BEGIN

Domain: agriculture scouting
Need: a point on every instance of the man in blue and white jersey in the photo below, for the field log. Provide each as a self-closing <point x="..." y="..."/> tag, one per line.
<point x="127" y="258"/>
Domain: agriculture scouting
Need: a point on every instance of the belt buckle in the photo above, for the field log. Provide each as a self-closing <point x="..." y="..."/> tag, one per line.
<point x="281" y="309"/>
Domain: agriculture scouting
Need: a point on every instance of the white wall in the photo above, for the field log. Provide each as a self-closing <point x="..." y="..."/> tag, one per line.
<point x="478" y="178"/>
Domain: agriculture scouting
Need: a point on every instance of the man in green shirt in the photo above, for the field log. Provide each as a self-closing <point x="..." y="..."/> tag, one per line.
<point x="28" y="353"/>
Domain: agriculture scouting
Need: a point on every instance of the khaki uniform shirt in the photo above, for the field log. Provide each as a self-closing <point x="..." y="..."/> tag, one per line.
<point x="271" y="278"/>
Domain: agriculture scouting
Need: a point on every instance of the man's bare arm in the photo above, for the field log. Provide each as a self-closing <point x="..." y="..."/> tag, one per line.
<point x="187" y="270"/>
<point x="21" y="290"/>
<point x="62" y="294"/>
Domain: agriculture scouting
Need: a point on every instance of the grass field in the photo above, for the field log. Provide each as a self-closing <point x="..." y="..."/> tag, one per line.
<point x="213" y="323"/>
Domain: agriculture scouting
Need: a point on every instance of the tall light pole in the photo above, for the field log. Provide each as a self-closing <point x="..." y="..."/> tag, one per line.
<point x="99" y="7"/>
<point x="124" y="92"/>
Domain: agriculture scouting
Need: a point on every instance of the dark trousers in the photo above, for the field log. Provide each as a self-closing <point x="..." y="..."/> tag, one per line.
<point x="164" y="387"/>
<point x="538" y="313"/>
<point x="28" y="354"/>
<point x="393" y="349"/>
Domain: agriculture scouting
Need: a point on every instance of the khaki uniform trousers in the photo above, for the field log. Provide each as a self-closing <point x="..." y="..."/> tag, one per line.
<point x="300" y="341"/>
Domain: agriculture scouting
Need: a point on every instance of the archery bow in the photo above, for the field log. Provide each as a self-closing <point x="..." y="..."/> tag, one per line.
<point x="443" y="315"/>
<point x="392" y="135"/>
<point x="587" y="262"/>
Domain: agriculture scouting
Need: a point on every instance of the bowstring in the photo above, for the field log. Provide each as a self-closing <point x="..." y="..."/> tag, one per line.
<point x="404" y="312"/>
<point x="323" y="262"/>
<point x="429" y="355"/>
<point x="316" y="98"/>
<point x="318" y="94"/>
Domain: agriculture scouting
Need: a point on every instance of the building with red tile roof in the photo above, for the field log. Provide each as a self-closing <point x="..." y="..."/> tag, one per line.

END
BEGIN

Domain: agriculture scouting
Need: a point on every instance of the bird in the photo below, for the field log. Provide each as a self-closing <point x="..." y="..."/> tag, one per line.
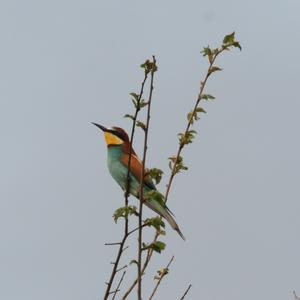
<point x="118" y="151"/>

END

**Work instruction:** Go back to the listing above. Copy word for word the lines from the one with "Need: a point on every instance of the khaki uniform trousers" through the one with "Need: a point on every instance of the building", and nothing more.

**Solved exercise:**
Need: a point on every instance of the khaki uniform trousers in the photo above, for the field log. Provide each as a self-closing <point x="..." y="..."/> tag, one per line.
<point x="300" y="341"/>
Domain: agriculture scouting
Need: a point on every instance of the archery bow in the photo above, for the field log. Provide each as a self-closing <point x="..." y="..."/> tag, one per line.
<point x="443" y="315"/>
<point x="392" y="135"/>
<point x="587" y="262"/>
Domain: agriculture scouting
Need: a point on every instance of the bowstring in the photo above, for the field log. Provide each as a self-closing <point x="..." y="..."/> tag, one per line.
<point x="404" y="312"/>
<point x="323" y="262"/>
<point x="429" y="355"/>
<point x="316" y="98"/>
<point x="318" y="94"/>
Domain: agriculture scouting
Need: a point on every instance of the building with red tile roof in the photo above, for the field log. Provide each as a self-closing <point x="..." y="..."/> tag, one per line.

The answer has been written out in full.